→ Excerpted data

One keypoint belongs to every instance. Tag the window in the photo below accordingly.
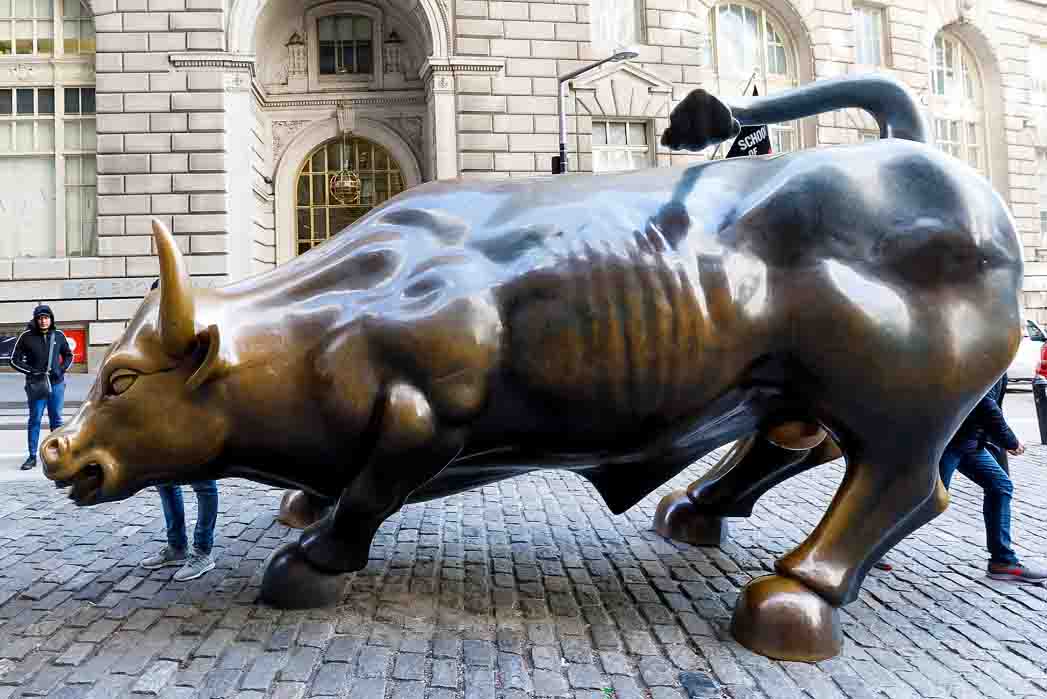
(47, 134)
(956, 102)
(620, 145)
(953, 72)
(319, 212)
(1038, 64)
(782, 137)
(26, 27)
(26, 120)
(80, 171)
(1042, 160)
(78, 29)
(615, 24)
(869, 36)
(344, 45)
(745, 40)
(749, 45)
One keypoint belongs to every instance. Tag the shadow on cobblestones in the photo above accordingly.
(529, 587)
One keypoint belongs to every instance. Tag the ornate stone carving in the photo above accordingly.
(21, 71)
(347, 118)
(283, 133)
(237, 83)
(410, 129)
(296, 63)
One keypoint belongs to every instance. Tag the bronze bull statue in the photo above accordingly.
(620, 327)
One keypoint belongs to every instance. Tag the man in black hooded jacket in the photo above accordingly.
(966, 453)
(30, 357)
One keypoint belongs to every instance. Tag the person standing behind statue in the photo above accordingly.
(176, 553)
(43, 355)
(967, 454)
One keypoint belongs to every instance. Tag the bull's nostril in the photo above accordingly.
(50, 451)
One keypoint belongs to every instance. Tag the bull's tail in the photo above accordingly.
(702, 119)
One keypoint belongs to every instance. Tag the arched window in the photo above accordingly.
(748, 42)
(319, 211)
(956, 102)
(344, 45)
(47, 137)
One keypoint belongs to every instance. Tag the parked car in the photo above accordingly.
(1030, 360)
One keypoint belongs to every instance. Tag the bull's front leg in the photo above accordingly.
(752, 467)
(409, 449)
(885, 496)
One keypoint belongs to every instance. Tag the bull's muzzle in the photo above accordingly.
(86, 478)
(53, 451)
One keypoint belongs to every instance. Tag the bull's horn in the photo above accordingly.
(176, 324)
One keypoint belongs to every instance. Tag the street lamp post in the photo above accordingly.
(560, 162)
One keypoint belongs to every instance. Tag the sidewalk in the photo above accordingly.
(14, 415)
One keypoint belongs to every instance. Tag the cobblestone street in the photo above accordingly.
(529, 587)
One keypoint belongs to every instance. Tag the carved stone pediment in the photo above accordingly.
(284, 133)
(624, 90)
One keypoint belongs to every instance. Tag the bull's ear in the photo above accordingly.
(213, 364)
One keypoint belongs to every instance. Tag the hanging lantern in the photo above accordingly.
(344, 184)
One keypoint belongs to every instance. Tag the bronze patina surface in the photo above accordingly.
(619, 325)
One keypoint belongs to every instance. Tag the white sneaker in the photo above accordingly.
(195, 567)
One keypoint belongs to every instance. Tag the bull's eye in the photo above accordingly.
(120, 382)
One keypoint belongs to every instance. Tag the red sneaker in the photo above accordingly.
(1018, 572)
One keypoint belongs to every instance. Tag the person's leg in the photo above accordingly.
(36, 414)
(203, 538)
(54, 404)
(174, 518)
(947, 467)
(981, 468)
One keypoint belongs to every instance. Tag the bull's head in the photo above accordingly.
(153, 414)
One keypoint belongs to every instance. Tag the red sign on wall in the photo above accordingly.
(78, 342)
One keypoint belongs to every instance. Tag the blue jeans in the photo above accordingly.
(53, 405)
(981, 468)
(174, 515)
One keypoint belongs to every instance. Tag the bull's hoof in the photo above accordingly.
(782, 618)
(291, 582)
(677, 518)
(299, 510)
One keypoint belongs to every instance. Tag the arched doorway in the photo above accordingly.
(320, 211)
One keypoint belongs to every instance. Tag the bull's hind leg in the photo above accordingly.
(299, 510)
(409, 449)
(884, 497)
(752, 467)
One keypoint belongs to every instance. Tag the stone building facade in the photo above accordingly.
(255, 129)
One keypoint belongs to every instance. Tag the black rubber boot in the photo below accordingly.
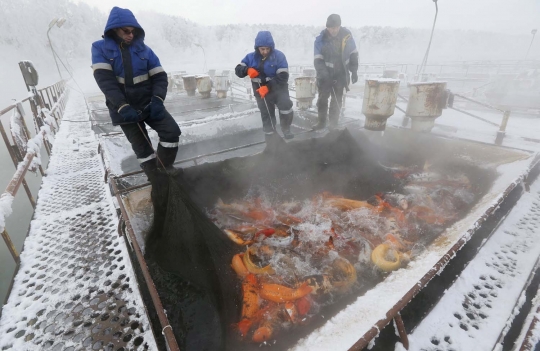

→ What needs to be done
Copy the data word for word, from the line that contains "One keypoint belongs to every instance. Tag the white" through the end of the data, leaving out the pictures.

→ Right answer
One keypoint belongs to every instance. Tag the white sneaker in the photo above accordingly.
(195, 567)
One keypoint belongs to every instance. Tag the bull's eye in the photo above accordingly.
(120, 382)
One keypoint belongs to every instance. Tag the red sneaker in the photo above accordingly.
(1018, 572)
One keypoint belongs to every instance. Tag the person's leg in the photo above accordingly.
(36, 414)
(203, 538)
(54, 404)
(174, 518)
(947, 467)
(981, 468)
One keypoint belongs to every instance. Tag the bull's head in the photo above accordingly.
(153, 414)
One keypoint belongs to every instance. Tag the red sign on wall in the photo above accordingly.
(78, 342)
One keypoint belongs to every instance. Tag the blue jeans in the photo above accordingly.
(53, 405)
(981, 468)
(174, 515)
One keypoint belongs to every instance. Tag the bull's hoof in the photo above accordingly.
(782, 618)
(291, 582)
(677, 518)
(299, 510)
One keypoint belongs to every instance. Tag the arched doorway in the photo above accordingly.
(320, 211)
One keypoint belongs to every instance. Tag the bull's hind leg in the photo above accordingly.
(299, 510)
(409, 449)
(884, 497)
(752, 467)
One keypoint belongs to every instance. Tag the stone building facade in the photo above accordingly.
(255, 129)
One keypoint belongs to every instance. Tag the black rubber boot in the photo below accordingly.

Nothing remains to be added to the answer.